> **PROVIDED RECORDS**
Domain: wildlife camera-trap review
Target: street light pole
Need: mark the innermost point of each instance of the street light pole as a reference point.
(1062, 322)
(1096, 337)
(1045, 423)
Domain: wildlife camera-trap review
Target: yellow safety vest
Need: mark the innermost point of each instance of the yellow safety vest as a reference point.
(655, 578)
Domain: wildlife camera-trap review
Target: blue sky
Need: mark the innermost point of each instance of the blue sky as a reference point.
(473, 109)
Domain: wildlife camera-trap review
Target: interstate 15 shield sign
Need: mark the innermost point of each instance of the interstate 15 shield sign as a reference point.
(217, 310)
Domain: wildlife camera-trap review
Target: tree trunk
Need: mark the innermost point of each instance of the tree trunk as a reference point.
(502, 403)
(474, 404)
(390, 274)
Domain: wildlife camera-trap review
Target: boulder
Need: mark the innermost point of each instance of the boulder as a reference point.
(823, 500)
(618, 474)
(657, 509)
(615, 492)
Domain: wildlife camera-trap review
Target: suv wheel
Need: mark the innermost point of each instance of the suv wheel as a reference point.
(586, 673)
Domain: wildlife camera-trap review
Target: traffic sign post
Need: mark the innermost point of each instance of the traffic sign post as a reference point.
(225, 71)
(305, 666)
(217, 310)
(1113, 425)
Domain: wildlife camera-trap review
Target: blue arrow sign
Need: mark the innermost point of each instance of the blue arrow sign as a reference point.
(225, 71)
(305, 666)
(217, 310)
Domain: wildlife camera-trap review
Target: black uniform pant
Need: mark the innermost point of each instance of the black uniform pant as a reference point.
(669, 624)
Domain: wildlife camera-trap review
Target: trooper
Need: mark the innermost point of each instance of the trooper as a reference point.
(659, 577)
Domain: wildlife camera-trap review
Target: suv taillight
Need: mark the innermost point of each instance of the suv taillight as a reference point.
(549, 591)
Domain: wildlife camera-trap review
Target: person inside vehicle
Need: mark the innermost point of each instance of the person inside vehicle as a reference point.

> **THE PROBLEM**
Set down the material above again, word for word.

> **RESPONSE BELOW**
Domain: wildlife camera-trap review
Target: street light pole
Need: mark the innermost point of each instance of the street light pole as a reference point.
(1062, 322)
(1096, 337)
(1045, 423)
Domain: wildlife camera-trap review
Target: yellow safety vest
Need: mark the innermost point of each instance of the yellow safety vest as a reference point.
(655, 578)
Domain: wildlife camera-trap review
Target: blue sky
Need: mark the innermost point of each instance of the blue sky as a reference point.
(473, 109)
Domain: wildlife camera-trap review
Target: interstate 15 shield sign
Need: mark the innermost point of each instance of the interstate 15 shield sign as a reference point.
(217, 310)
Domain: wildlife camera-trap review
Target: tree trunk
Need: mark the innermost point of each instance of the tree trunk as a reference point.
(502, 403)
(474, 404)
(390, 274)
Domain: wildlife camera-trap review
Target: boulder
Need: mark the innermost point of each instance of the boulder as a reference point.
(823, 500)
(618, 474)
(657, 509)
(615, 492)
Domain: wildlife camera-trap review
Target: suv wheel
Need: mark the innermost point of each instance of the suv wheel as a reference point.
(586, 673)
Domain: wildlife camera-trap review
Target: traffic sign post
Need: mark the innermost point of each instance of the traffic sign post as a reference point.
(225, 71)
(305, 666)
(217, 310)
(1113, 425)
Domain: wildlife camera-trap review
Target: blue arrow sign
Need: mark the innermost point of each instance of the blue arrow sign as a reference point.
(225, 71)
(305, 666)
(217, 310)
Domain: wildlife camera-trap review
Target: black uniform pant
Need: mark the innermost point of each instance of the black uniform pant as a reference point.
(669, 624)
Domain: wildlife camera-trap review
Target: trooper
Need: mark the innermost point of each instance of the trooper as a reference point.
(659, 577)
Domain: wildlife camera-trap review
Target: suv taillight
Need: mark the innermost point of each instance of the suv taillight as a reference point.
(549, 591)
Domain: wildlife camera-trap review
Target: person inside vehicle
Need: mark the innermost point of each instance of the person inside vehicle as a reference point.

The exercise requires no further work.